Records for the exercise.
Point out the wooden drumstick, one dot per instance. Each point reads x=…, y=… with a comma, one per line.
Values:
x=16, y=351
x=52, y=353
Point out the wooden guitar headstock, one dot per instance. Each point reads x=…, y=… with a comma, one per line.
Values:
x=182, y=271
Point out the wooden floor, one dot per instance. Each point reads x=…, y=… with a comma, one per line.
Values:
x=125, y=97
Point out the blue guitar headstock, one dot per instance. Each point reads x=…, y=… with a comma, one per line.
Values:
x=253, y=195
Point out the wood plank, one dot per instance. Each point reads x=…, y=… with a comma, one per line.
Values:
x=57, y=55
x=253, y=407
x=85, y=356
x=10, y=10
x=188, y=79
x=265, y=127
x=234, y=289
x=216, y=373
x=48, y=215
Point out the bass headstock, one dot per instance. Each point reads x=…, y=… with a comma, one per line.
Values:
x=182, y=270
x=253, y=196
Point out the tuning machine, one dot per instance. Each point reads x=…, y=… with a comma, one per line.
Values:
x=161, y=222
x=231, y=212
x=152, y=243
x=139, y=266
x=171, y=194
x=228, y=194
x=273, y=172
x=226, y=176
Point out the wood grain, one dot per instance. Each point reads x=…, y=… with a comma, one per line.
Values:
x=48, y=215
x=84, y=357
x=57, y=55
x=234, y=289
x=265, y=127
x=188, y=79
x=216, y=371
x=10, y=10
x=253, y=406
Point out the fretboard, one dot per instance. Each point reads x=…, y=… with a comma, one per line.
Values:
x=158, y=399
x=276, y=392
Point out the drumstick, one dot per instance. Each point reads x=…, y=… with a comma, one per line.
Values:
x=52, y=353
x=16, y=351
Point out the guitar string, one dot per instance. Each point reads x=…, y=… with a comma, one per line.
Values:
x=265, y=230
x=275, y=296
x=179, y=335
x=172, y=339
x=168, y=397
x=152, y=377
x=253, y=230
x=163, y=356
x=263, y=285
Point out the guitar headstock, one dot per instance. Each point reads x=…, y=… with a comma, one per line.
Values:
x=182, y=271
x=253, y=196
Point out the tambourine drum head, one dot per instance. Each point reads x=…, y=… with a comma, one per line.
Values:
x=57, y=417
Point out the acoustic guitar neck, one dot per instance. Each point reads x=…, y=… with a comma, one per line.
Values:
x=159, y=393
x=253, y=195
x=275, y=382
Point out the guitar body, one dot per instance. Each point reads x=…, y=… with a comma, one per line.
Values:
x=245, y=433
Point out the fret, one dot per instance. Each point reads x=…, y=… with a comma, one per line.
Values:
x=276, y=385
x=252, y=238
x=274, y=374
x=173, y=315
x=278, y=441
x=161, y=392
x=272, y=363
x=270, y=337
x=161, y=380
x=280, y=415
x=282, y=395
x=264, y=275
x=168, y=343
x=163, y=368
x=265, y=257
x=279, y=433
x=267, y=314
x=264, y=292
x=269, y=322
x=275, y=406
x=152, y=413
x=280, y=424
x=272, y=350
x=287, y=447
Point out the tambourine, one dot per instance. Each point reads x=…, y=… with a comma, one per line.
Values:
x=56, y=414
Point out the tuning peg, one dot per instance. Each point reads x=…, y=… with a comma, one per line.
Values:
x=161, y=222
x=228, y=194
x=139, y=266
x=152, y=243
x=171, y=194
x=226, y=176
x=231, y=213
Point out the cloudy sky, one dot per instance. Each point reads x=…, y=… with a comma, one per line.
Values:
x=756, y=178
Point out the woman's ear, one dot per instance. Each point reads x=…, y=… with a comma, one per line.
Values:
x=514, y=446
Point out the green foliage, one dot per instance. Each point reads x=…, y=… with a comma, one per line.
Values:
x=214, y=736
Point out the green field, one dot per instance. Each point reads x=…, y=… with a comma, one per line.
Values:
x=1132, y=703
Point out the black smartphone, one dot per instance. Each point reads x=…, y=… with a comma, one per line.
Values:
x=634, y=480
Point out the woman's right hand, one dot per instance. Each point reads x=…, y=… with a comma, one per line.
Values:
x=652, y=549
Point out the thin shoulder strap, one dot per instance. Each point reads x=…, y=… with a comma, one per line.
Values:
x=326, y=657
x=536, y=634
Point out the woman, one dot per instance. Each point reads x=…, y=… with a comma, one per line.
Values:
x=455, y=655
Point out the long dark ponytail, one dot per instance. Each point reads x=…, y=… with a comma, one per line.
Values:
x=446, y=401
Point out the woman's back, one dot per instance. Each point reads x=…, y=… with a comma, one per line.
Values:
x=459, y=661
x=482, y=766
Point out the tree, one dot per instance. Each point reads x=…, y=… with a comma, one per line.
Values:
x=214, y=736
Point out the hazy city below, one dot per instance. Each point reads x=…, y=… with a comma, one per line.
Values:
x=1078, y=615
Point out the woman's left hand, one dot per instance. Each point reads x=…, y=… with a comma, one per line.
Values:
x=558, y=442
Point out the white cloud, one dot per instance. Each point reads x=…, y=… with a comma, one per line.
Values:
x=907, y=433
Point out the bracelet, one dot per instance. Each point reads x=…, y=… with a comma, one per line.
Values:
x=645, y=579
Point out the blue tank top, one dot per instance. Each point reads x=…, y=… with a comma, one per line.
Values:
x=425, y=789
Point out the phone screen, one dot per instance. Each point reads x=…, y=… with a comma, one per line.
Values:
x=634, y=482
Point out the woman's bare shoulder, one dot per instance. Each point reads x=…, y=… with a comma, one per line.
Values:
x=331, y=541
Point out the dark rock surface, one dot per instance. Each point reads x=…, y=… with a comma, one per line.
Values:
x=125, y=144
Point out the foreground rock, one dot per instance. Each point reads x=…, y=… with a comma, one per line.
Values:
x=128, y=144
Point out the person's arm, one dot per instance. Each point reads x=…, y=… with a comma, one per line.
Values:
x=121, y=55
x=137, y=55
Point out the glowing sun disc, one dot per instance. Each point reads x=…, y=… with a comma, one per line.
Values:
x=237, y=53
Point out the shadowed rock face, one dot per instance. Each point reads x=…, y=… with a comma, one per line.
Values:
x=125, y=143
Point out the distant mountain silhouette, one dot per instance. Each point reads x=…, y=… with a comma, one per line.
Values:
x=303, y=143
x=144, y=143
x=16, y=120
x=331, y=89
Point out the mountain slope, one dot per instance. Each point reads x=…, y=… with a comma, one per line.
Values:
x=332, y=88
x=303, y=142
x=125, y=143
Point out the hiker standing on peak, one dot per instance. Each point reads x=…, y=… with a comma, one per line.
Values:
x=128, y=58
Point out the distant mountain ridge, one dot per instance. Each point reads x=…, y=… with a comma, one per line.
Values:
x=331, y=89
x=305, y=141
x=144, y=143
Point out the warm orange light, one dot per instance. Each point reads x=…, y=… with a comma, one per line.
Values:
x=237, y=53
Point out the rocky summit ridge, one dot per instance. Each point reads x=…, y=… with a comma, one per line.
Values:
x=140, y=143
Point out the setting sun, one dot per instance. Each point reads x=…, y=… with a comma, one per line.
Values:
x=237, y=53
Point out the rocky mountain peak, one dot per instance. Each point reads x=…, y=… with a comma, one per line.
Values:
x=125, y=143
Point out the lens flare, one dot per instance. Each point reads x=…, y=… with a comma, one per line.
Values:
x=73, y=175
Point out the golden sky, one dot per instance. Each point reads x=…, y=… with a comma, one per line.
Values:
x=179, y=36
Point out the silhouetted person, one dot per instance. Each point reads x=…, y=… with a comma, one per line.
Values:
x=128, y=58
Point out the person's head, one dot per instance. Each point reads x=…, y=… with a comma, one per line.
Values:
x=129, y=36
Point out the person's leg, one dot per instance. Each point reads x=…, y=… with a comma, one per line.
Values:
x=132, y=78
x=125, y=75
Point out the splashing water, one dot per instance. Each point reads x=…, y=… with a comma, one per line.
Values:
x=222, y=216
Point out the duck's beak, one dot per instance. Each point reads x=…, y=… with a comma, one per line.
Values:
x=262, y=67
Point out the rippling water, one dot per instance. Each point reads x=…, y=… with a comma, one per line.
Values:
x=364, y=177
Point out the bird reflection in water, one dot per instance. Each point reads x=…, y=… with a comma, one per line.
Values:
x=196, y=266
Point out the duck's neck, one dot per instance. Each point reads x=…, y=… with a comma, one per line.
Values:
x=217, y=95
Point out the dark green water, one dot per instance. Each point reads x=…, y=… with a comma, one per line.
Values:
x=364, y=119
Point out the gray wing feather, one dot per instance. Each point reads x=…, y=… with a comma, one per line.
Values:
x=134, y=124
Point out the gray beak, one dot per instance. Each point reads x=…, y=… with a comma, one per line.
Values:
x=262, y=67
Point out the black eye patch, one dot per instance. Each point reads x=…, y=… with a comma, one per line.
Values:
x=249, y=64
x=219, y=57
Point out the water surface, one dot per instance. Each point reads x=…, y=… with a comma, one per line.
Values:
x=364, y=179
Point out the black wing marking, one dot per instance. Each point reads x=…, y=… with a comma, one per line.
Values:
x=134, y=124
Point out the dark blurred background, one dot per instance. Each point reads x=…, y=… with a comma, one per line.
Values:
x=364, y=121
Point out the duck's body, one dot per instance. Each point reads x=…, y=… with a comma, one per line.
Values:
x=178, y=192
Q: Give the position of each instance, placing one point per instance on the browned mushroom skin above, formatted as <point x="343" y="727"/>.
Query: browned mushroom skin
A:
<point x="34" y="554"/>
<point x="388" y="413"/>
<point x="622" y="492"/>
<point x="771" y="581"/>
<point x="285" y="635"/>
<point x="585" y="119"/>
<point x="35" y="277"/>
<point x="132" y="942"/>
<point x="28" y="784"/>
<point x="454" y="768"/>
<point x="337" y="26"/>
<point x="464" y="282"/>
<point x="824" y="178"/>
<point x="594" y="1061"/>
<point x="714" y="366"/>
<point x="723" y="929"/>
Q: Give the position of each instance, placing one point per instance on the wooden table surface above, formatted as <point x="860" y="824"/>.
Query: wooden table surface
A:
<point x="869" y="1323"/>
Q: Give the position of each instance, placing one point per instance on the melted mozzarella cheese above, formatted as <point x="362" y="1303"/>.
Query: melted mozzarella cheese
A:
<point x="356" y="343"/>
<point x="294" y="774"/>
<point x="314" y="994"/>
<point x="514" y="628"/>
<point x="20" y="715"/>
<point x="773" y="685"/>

Task requirements. Could you copy the items from the line with "Point out the duck's neck, one" to the line with "x=219, y=57", swapping "gray" for "silver" and leaving everything else as it is?

Result for this task.
Point out the duck's neck, one dot per instance. Each point reads x=…, y=… with a comma, one per line.
Values:
x=217, y=95
Point out the dark green water, one dot per instance. Each point reads x=…, y=… with a comma, one per line.
Values:
x=364, y=119
Point out the silver wing feather, one dot per instance. Each point reads x=…, y=… with a comma, one per line.
Values:
x=134, y=124
Point out the silver beak, one dot per instance. Each point reads x=…, y=… with a comma, one per line.
Values:
x=262, y=67
Point out the black eye patch, one dot per instance. Each point reads x=…, y=… with a comma, one per line.
Values:
x=249, y=64
x=219, y=57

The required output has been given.